▶ [Consigne] Présentez sous forme de liste JSON de chaînes les lignes des entrées, de celle qui contient « Wanted → dark storm cloud » jusqu'à la fin des entrées, bornes incluses. Mettez une chaîne par ligne et omettez les lignes vides.

▶ [Données]
◆ ◆ ◆

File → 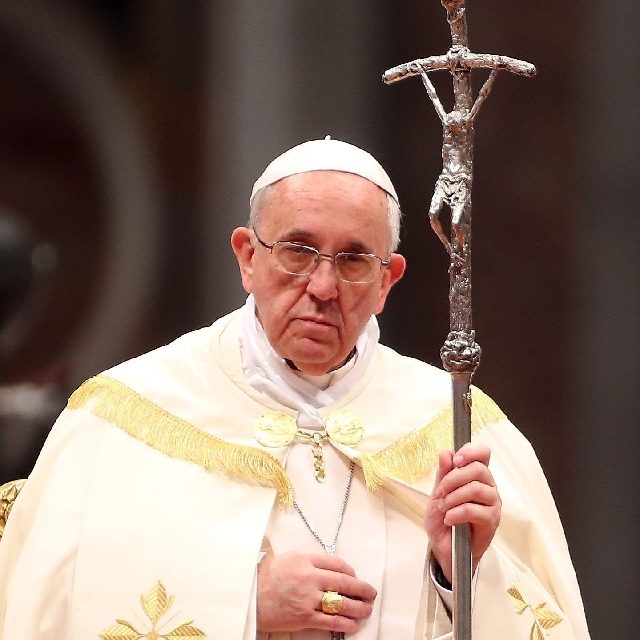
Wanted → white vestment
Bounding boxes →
[0,314,588,640]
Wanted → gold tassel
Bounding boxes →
[357,387,505,491]
[67,376,293,504]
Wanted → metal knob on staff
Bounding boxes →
[383,0,536,640]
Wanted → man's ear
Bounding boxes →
[231,227,255,293]
[373,253,407,314]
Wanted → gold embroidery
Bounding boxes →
[100,580,207,640]
[0,480,26,538]
[67,375,505,505]
[67,376,293,504]
[357,387,505,491]
[507,584,562,640]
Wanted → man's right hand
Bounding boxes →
[258,552,376,633]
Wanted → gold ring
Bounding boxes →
[322,591,344,616]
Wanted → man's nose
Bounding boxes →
[307,255,338,300]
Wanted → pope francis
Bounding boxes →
[0,139,589,640]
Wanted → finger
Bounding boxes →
[438,481,500,512]
[431,451,453,498]
[320,571,377,602]
[436,462,496,498]
[444,502,500,529]
[453,442,491,467]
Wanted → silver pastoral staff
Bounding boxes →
[383,0,536,640]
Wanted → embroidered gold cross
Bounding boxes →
[100,580,206,640]
[507,584,562,640]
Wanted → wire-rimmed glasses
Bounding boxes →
[253,229,391,284]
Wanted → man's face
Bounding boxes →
[232,171,405,375]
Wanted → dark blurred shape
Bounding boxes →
[0,209,66,484]
[0,209,35,329]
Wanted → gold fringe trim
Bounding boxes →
[67,375,293,504]
[357,387,506,491]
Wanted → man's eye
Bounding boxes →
[340,253,368,264]
[287,244,313,256]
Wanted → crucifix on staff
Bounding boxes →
[383,0,536,640]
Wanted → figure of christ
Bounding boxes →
[421,66,498,254]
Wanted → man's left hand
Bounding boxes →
[424,443,502,582]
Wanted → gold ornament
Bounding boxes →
[100,580,207,640]
[324,409,364,447]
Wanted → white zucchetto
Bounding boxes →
[249,136,398,202]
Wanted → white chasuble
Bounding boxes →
[0,314,588,640]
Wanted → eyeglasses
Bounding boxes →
[253,229,391,284]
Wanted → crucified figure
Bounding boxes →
[420,52,498,254]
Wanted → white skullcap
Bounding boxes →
[249,136,398,202]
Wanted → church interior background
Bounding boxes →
[0,0,640,639]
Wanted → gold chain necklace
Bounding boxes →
[293,460,356,640]
[293,460,356,556]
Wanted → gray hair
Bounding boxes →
[247,182,402,253]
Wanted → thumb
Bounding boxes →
[431,451,453,498]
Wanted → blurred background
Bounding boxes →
[0,0,640,640]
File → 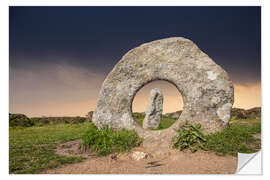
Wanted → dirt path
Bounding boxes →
[42,141,237,174]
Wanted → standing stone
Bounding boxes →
[143,88,163,129]
[92,37,234,146]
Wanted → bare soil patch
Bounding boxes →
[41,140,237,174]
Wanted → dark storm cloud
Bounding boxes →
[10,7,261,84]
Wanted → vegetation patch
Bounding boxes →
[173,119,261,156]
[9,113,34,127]
[206,123,261,156]
[173,123,206,152]
[9,122,93,174]
[81,126,142,155]
[134,115,177,130]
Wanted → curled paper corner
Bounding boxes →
[235,151,262,175]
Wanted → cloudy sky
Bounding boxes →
[9,7,261,117]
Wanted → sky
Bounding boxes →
[9,7,261,117]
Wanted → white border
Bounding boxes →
[0,0,270,180]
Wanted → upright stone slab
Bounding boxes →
[143,88,163,129]
[92,37,234,146]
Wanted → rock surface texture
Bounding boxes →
[143,88,163,129]
[92,37,234,146]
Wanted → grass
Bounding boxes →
[206,120,261,156]
[173,123,206,152]
[173,119,261,156]
[136,116,177,130]
[9,122,92,174]
[81,127,142,155]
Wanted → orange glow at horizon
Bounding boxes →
[9,65,261,117]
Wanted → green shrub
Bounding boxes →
[173,123,206,152]
[81,125,142,155]
[206,123,261,156]
[9,113,34,127]
[173,123,261,156]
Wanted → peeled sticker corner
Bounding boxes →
[235,151,262,175]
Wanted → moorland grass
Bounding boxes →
[136,116,177,130]
[206,123,261,156]
[81,124,142,155]
[9,114,261,174]
[9,122,93,174]
[173,119,261,156]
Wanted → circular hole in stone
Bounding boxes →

◆ ◆ ◆

▶ [Réponse]
[
  "Wanted → dark storm cloud",
  "Bounding boxes →",
  "[10,7,261,84]",
  "Wanted → vegetation patch",
  "Bounding boxes →",
  "[173,119,261,156]",
  "[9,113,34,127]",
  "[206,123,261,156]",
  "[173,123,206,152]",
  "[9,122,93,174]",
  "[81,126,142,155]",
  "[134,115,177,130]",
  "Wanted → curled paper corner",
  "Bounding boxes →",
  "[235,151,262,175]",
  "Wanted → cloudy sky",
  "Bounding boxes →",
  "[9,7,261,117]",
  "Wanted → sky",
  "Bounding boxes →",
  "[9,7,261,117]",
  "Wanted → white border",
  "Bounding boxes →",
  "[0,0,270,180]",
  "Wanted → upright stone slab",
  "Bounding boxes →",
  "[143,88,163,129]",
  "[92,37,234,146]",
  "Wanted → rock surface texture",
  "Bounding boxes →",
  "[143,88,163,129]",
  "[92,37,234,146]",
  "Wanted → grass",
  "Bounding boxes →",
  "[206,120,261,156]",
  "[173,123,206,152]",
  "[173,119,261,156]",
  "[136,116,177,130]",
  "[9,122,92,174]",
  "[81,127,142,155]",
  "Wanted → orange glow at horizon",
  "Bounding boxes →",
  "[9,65,261,117]",
  "Wanted → green shrub",
  "Bounding boxes →",
  "[173,123,206,152]",
  "[81,125,142,155]",
  "[206,123,261,156]",
  "[9,113,34,127]",
  "[173,123,261,156]",
  "Wanted → peeled sticker corner",
  "Bounding boxes →",
  "[235,151,262,175]",
  "Wanted → moorland grass",
  "Bounding boxes →",
  "[136,116,177,130]",
  "[206,123,261,156]",
  "[81,124,142,155]",
  "[9,114,261,174]",
  "[9,122,93,174]",
  "[173,119,261,156]",
  "Wanted → circular hole in stone",
  "Bounding boxes →"
]